Starting at the line below holding "of the woman's" and stopping at the line holding "of the walter", print every line exactly, both ends included, and leave the rest out.
[Data under study Boundary: Start]
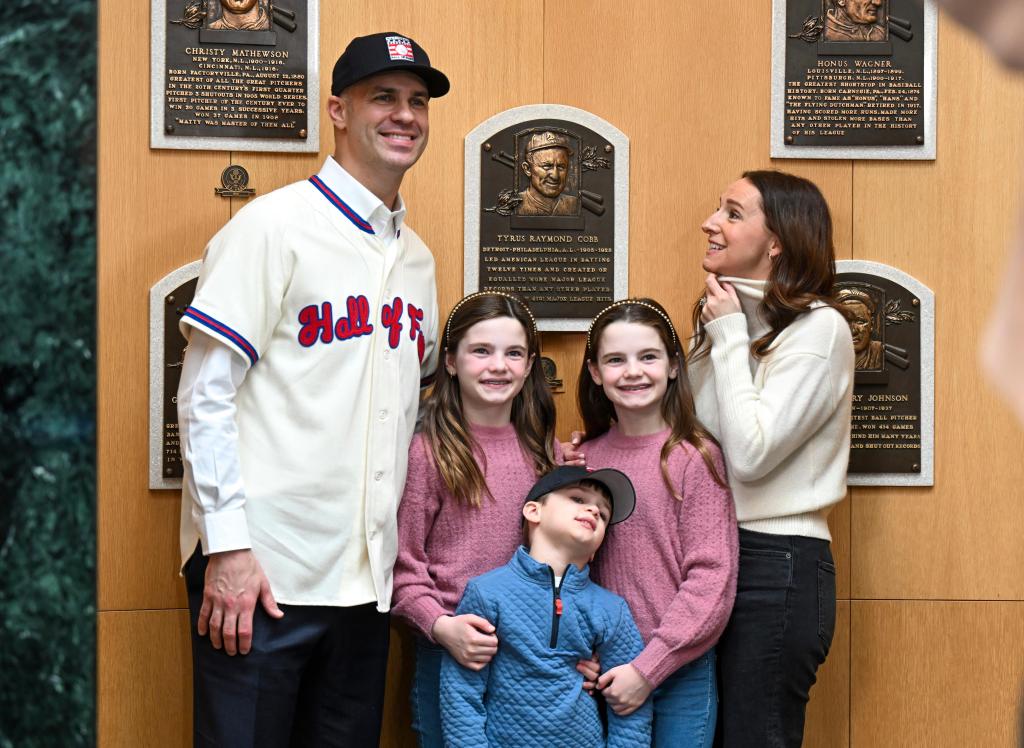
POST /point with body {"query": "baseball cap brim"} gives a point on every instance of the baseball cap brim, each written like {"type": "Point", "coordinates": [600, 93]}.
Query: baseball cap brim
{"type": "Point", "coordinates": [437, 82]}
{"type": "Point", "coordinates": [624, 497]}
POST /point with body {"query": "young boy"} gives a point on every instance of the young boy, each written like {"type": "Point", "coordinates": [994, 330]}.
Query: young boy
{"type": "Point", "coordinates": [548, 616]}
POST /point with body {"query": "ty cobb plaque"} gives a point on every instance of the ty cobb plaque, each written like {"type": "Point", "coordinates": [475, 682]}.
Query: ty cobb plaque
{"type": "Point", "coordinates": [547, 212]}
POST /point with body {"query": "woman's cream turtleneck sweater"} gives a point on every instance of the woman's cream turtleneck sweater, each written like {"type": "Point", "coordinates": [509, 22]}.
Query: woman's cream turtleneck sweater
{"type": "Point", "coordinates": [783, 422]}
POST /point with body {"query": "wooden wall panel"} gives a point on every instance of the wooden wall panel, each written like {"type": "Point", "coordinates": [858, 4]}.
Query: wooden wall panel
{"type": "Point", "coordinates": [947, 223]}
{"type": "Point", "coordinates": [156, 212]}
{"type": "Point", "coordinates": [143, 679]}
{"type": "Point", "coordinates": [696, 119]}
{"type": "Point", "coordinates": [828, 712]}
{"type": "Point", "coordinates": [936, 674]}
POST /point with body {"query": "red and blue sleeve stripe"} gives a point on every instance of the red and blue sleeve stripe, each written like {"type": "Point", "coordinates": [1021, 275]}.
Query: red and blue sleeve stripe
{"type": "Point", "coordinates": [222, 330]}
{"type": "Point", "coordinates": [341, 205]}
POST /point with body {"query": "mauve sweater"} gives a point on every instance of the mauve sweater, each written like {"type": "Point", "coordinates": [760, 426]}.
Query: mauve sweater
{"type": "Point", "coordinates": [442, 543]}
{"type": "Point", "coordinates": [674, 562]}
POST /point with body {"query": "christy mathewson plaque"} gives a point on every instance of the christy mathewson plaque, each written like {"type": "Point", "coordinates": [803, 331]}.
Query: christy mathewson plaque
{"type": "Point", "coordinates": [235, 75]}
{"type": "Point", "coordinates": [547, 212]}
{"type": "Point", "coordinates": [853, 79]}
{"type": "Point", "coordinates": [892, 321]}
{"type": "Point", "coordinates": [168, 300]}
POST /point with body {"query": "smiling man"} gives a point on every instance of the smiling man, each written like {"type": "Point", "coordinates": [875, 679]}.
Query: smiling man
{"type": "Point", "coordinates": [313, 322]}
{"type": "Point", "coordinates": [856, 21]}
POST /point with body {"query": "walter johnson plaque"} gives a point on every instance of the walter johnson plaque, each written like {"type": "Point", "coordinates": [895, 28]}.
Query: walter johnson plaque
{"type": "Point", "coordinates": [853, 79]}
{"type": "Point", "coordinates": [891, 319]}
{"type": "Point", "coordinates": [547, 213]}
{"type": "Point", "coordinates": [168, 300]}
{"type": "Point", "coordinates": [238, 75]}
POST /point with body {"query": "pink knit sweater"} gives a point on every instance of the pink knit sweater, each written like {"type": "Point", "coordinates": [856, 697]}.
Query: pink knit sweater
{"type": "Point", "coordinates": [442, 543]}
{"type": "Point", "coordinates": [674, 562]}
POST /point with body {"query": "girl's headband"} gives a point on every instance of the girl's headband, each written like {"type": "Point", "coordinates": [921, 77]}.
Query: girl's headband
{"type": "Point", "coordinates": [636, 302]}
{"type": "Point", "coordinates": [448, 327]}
[Data under study Boundary: End]
— Completed exercise —
POST /point with body {"query": "woman's cream turtleneck sweater"} gives a point on every instance of the woman's cream turtleneck sweater, each written like {"type": "Point", "coordinates": [509, 22]}.
Query: woman's cream turtleneck sweater
{"type": "Point", "coordinates": [783, 422]}
POST /point with body {"query": "wooden wall panel"} gives a point on every instance of the wooden wall panel, each written like {"type": "Point", "coordinates": [858, 4]}.
Query: wooden wall panel
{"type": "Point", "coordinates": [947, 223]}
{"type": "Point", "coordinates": [156, 212]}
{"type": "Point", "coordinates": [143, 679]}
{"type": "Point", "coordinates": [696, 119]}
{"type": "Point", "coordinates": [828, 712]}
{"type": "Point", "coordinates": [936, 674]}
POST /point with body {"query": "red and blue sleeve stripe"} gives a point on every instance of the red and blue sleeve stripe, each written like {"type": "Point", "coordinates": [1021, 275]}.
Query: red and blue sleeve stripe
{"type": "Point", "coordinates": [222, 330]}
{"type": "Point", "coordinates": [341, 205]}
POST /point with body {"query": "mauve sweater"} gives a point on every instance of the mauve sweater, each written like {"type": "Point", "coordinates": [760, 426]}.
Query: mauve sweater
{"type": "Point", "coordinates": [442, 543]}
{"type": "Point", "coordinates": [674, 562]}
POST /point with body {"query": "christy mathewson plaque"} gives a point on every instance of the christy mathewson plaque, each written like {"type": "Point", "coordinates": [803, 331]}.
Query: christy mathewson plaque
{"type": "Point", "coordinates": [235, 75]}
{"type": "Point", "coordinates": [547, 212]}
{"type": "Point", "coordinates": [853, 79]}
{"type": "Point", "coordinates": [892, 321]}
{"type": "Point", "coordinates": [168, 300]}
POST /point with body {"query": "smiling man"} gives a point on every instance of the smiling man, each written like {"type": "Point", "coordinates": [875, 679]}.
Query: smiling man
{"type": "Point", "coordinates": [313, 322]}
{"type": "Point", "coordinates": [856, 21]}
POST /point with body {"query": "walter johnson plaque"} gives a point on every instance of the walter johnson plaque, each written like {"type": "Point", "coordinates": [895, 28]}.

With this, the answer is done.